▶ [PROVIDED PASSAGE]:
----------------------------------------
> -----Original Message-----
> From: Skidmore, Donald C
> Sent: Wednesday, May 27, 2015 8:34 AM
> To: Edward Cree; Hiroshi Shimamoto
> Cc: Rose, Gregory V; Kirsher, Jeffrey T; intel-wired-...@lists.osuosl.org;
> nhor...@redhat.com; jogre...@redhat.com; Linux Netdev List; Choi, Sy Jong;
> Rony Efraim; David Miller; Or Gerlitz; sassm...@redhat.com
> Subject: RE: [PATCH v5 3/3] ixgbe: Add new ndo to trust VF
> 
> 
> 
> > -----Original Message-----
> > From: Edward Cree [mailto:ec...@solarflare.com]
> > Sent: Wednesday, May 27, 2015 2:04 AM
> > To: Hiroshi Shimamoto
> > Cc: Rose, Gregory V; Skidmore, Donald C; Kirsher, Jeffrey T;
> > intel-wired- l...@lists.osuosl.org; nhor...@redhat.com;
> > jogre...@redhat.com; Linux Netdev List; Choi, Sy Jong; Rony Efraim;
> > David Miller; Or Gerlitz; sassm...@redhat.com
> > Subject: Re: [PATCH v5 3/3] ixgbe: Add new ndo to trust VF
> >
> > On 27/05/15 01:27, Hiroshi Shimamoto wrote:
> > >>> I think the VF shouldn't directly know whether it is trusted or
> > >>> not
> > >> That's completely irrevelant.  The person administering the PF will
> > >> be the person who provided trusted privileges to the VF.  He'll
> > >> then
> > >> *tell* or somehow other communicate to the person administering the
> > VF (probably himself/herself) and then proceed to execute commands on
> > that VF that require trusted privileges.
> > >>
> > >> If the VF does not have trusted privileges then the commands to add
> > >> VLAN filters, set promiscuous modes, and any other privileged
> > >> commands
> > will fail.
> > >>
> > >> Let's not get too fancy with this.  It's simple - the host VMM
> > >> admin provides trusted privileges to the VF.  The person
> > >> administering the VF (if in fact it is not the same person, it
> > >> usually will be) will proceed to do
> > things that require VF trusted privileges.
----------------------------------------
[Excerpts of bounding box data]
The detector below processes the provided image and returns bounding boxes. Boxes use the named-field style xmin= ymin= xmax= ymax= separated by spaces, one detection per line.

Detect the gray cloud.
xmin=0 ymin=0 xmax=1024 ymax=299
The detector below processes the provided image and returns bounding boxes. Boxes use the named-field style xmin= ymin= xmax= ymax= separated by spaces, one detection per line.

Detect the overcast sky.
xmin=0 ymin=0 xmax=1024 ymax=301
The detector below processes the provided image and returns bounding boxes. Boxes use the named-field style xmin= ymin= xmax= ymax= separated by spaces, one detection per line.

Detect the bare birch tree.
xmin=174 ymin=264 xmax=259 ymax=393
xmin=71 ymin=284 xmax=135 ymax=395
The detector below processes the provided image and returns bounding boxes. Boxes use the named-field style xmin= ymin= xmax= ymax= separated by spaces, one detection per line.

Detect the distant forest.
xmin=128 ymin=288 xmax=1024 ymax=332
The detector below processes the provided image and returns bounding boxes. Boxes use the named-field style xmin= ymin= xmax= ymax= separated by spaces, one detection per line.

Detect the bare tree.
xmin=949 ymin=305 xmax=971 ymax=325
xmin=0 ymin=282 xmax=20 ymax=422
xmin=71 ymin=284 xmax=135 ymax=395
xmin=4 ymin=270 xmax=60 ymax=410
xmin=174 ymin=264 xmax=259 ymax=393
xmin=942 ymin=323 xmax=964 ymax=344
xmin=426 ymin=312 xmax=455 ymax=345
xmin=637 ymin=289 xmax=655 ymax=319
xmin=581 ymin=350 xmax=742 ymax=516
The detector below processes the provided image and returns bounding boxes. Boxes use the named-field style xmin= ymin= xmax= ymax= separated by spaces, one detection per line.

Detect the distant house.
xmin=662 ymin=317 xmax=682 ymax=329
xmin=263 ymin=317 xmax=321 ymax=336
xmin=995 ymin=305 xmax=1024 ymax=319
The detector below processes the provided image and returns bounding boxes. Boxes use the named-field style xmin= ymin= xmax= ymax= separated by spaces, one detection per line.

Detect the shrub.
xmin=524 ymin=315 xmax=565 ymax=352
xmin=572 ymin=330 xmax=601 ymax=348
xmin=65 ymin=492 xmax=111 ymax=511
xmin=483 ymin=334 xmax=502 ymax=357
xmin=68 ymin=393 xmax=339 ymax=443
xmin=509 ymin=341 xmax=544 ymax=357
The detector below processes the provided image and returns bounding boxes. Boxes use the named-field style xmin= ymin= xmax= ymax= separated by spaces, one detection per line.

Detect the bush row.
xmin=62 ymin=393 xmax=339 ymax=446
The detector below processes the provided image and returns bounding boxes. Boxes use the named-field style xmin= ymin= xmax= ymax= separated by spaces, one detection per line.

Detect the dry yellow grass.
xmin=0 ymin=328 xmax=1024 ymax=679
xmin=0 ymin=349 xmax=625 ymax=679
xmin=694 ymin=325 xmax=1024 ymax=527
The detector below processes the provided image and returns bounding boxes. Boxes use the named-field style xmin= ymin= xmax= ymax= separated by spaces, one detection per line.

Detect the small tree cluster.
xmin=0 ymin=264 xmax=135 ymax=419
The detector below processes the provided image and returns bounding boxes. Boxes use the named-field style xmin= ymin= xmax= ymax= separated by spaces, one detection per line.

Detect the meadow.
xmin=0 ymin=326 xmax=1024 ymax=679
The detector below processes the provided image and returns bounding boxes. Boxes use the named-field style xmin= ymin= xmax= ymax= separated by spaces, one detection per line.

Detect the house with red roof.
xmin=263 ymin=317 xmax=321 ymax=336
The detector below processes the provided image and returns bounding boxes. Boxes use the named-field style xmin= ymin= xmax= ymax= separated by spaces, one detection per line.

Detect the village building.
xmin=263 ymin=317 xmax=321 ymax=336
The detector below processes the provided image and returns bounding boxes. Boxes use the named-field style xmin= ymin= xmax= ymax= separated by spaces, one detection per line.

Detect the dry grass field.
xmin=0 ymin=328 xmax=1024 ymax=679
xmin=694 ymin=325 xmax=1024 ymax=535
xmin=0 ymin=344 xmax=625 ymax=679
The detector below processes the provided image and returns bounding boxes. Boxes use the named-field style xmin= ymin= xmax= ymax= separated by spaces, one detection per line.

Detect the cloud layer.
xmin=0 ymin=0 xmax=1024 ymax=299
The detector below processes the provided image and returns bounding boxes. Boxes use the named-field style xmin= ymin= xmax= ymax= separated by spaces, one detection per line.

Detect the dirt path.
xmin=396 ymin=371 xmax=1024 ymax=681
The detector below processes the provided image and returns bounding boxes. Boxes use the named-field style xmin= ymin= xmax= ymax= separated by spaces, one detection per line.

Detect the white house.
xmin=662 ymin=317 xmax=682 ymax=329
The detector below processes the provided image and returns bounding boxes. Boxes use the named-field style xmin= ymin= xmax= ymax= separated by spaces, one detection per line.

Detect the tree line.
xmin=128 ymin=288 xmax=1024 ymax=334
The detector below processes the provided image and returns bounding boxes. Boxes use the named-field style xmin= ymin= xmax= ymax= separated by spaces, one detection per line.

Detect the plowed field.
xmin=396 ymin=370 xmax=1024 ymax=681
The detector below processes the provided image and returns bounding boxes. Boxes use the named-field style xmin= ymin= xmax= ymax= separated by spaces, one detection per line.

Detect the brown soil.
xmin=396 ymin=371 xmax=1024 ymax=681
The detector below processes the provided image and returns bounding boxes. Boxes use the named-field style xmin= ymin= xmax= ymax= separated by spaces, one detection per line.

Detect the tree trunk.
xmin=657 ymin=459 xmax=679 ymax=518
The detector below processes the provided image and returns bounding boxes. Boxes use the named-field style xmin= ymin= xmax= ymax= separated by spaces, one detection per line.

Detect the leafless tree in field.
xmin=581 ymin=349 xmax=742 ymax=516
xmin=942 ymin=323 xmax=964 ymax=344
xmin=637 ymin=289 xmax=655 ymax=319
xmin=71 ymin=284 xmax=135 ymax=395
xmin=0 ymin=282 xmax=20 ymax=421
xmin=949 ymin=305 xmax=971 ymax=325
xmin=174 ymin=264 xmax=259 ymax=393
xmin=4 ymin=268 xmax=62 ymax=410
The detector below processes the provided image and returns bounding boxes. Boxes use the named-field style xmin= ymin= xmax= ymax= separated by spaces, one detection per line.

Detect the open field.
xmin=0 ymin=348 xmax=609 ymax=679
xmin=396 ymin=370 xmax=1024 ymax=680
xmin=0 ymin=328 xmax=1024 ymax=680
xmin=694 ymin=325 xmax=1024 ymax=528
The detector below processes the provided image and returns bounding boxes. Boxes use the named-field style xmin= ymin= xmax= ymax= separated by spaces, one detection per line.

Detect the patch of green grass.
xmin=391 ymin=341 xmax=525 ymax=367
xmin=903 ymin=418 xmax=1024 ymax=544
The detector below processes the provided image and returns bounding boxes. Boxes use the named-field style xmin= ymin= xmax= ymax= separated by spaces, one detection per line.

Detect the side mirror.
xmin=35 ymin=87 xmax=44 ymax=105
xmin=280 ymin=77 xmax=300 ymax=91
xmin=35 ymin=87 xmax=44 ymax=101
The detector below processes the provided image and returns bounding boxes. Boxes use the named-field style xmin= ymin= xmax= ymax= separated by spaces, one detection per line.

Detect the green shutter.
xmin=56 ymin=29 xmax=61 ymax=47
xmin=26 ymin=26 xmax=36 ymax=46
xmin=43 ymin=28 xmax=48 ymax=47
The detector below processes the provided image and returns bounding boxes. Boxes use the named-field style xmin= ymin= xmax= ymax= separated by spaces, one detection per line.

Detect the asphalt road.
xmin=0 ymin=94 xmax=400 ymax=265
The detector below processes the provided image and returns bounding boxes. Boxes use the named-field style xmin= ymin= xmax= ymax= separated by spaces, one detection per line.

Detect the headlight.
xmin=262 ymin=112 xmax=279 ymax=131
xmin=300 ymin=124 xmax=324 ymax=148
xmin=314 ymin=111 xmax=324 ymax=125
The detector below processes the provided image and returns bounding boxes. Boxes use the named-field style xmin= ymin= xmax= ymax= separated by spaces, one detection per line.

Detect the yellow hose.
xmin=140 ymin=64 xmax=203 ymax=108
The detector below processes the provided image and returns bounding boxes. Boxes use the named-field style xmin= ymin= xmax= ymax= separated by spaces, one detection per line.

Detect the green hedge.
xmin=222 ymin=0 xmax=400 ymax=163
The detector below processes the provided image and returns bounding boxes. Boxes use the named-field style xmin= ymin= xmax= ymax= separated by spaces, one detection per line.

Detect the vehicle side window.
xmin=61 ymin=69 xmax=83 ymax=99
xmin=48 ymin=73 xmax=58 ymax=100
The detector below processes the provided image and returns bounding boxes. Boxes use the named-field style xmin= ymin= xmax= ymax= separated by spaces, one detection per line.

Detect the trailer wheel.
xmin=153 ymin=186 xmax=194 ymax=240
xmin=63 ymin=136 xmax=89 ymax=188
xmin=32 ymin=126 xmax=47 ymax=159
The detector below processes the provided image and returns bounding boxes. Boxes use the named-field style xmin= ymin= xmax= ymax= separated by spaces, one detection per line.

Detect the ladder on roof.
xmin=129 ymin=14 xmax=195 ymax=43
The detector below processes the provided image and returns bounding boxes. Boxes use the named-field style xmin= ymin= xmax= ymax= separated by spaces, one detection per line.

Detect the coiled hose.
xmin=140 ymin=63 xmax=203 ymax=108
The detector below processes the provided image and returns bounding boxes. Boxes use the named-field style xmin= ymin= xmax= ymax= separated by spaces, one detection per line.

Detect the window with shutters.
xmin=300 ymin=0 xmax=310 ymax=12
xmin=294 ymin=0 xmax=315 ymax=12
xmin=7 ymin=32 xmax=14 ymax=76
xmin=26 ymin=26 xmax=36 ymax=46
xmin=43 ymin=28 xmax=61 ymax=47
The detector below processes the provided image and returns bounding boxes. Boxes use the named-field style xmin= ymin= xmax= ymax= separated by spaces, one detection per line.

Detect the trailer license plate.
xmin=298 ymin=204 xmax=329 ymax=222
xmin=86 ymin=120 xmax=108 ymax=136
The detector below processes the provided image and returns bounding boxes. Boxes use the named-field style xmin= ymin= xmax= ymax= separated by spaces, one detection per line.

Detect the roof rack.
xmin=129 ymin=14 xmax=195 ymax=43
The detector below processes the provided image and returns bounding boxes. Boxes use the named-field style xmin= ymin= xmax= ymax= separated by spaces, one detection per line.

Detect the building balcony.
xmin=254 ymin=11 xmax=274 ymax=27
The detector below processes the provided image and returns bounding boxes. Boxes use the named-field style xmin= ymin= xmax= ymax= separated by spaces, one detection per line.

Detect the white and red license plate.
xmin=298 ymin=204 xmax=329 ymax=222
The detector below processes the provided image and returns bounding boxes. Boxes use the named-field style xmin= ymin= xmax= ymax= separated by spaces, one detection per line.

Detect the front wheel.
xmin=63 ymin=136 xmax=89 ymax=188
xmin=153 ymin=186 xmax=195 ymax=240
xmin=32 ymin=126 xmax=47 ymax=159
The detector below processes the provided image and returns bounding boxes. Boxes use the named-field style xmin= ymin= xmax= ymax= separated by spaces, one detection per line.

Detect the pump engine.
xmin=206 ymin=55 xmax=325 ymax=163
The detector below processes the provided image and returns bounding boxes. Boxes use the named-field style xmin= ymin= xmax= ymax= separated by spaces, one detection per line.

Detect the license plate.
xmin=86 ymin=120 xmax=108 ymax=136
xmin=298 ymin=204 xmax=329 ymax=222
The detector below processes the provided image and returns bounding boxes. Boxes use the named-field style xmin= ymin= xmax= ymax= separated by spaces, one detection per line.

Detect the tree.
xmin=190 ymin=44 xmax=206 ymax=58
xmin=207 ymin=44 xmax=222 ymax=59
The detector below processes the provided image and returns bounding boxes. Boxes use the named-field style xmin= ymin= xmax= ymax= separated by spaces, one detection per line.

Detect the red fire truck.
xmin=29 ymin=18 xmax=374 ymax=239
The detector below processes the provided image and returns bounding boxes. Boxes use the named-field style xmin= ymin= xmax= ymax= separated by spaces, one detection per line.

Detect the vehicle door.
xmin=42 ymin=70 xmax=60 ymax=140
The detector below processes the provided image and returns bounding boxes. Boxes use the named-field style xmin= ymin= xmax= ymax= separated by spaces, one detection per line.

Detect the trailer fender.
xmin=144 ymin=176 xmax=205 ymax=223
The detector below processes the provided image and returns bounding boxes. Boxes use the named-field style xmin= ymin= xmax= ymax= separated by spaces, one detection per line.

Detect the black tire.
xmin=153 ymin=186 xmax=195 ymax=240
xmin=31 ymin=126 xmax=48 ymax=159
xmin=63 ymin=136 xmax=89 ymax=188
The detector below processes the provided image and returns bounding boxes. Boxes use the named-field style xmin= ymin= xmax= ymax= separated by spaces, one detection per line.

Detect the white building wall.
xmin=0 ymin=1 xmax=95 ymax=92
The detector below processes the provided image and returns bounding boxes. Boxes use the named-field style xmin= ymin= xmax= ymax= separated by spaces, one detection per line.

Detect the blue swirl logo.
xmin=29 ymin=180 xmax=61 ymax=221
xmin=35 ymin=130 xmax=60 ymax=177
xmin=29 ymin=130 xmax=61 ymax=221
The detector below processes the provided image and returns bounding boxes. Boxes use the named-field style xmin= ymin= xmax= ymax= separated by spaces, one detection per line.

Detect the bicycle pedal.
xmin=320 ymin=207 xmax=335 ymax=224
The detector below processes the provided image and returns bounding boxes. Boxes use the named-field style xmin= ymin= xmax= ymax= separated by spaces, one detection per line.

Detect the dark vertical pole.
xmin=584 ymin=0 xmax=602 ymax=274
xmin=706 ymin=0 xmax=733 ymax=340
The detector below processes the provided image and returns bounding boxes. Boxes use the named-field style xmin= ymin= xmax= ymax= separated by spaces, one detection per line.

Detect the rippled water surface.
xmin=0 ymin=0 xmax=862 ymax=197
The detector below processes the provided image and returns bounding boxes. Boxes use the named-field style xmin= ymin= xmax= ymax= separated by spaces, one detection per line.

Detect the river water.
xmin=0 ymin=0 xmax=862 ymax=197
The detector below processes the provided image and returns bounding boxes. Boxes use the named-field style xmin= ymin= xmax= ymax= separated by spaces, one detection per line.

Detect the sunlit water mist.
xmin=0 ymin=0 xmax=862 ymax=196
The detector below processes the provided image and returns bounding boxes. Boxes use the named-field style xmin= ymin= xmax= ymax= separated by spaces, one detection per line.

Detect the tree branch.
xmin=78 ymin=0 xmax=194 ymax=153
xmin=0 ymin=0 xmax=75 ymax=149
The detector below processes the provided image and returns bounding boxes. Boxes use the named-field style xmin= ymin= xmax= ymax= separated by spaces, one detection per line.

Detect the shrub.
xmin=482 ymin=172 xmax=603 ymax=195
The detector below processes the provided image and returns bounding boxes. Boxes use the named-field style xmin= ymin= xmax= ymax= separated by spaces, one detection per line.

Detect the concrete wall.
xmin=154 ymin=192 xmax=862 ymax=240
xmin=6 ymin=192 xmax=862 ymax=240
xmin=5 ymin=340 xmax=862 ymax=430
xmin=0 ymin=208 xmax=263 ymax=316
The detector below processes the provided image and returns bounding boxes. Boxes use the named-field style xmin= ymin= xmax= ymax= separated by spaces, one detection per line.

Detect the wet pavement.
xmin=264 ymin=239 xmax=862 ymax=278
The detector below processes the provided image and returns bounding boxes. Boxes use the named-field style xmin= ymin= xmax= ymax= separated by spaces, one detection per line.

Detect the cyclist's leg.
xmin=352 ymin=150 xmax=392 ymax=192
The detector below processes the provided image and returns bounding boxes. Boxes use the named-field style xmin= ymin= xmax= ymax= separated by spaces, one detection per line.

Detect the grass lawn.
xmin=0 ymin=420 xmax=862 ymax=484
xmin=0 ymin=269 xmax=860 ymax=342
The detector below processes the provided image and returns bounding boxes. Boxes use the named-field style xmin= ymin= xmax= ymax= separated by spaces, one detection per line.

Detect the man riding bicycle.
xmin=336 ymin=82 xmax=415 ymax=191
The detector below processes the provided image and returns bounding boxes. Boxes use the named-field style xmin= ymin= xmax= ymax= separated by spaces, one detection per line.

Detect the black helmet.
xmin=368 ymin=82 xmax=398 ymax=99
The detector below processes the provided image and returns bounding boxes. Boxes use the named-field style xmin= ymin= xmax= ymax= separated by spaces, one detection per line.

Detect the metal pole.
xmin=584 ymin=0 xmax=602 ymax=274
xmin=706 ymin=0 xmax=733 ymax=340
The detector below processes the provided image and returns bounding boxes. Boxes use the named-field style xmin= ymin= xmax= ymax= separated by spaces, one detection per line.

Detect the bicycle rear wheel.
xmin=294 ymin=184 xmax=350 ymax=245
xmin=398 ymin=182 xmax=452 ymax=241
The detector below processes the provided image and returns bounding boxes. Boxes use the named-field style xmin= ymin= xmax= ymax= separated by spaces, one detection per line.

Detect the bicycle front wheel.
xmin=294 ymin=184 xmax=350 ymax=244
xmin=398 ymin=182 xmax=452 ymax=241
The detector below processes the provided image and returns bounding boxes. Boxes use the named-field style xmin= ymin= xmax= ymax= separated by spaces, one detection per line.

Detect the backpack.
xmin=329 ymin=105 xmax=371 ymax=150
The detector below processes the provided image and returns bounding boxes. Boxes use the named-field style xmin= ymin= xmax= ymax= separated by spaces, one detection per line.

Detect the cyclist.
----------------------------------------
▶ [INSTRUCTIONS]:
1. Answer these from the email thread:
(a) What patch title appears on the subject line?
(b) Who sent the message dated Wednesday, May 27, 2015 2:04 AM?
(c) Which commands does the thread say will fail if the VF lacks trusted privileges?
2. According to the email thread, why doesn't it matter whether the VF directly knows that it is trusted?
3. Carry on the email thread from its last line.

▶ [RESPONSES TO THE TASKS]:
1.
(a) [PATCH v5 3/3] ixgbe: Add new ndo to trust VF
(b) Edward Cree
(c) Commands to add VLAN filters, set promiscuous modes, and any other privileged commands.

2. The person administering the PF grants the VF trusted privileges and then tells the person administering the VF, who is usually the same person. That administrator then runs commands that need those privileges. Without them, the commands fail.

3.
> > > Now I think that it's better to have an interface between PF and VF
> > > to
> > know the VF is trusted.
> > > Otherwise VM cannot know whether its VF is trusted, that prevents
> > automatic operations.
> > I don't think this is right.  The approach to VF trust/permissions
> > issues we took in sfc (and that I'd recommend following) was that all
> > drivers will always _attempt_ actions on the assumption they have
> > privilege, then if they in fact don't, they get an EPERM (either from
> > the firmware or from some proxy in the PF driver) and they deal with
> that appropriately.
> >
> > So in this case the VF would say "I have more than 30 mcast addrs, I
> > need promisc", it would try to set promisc, the PF would decide "it's
> > not trusted, Denied" and the VF would get an EPERM back.  At which
> > point the VF would presumably insert as many mcast addresses as it
> > could and warn that it hadn't got them all (or, if the whole thing was
> > triggered by adding a new mcast addr, it might be able to pass EPERM
> back to whoever requested it).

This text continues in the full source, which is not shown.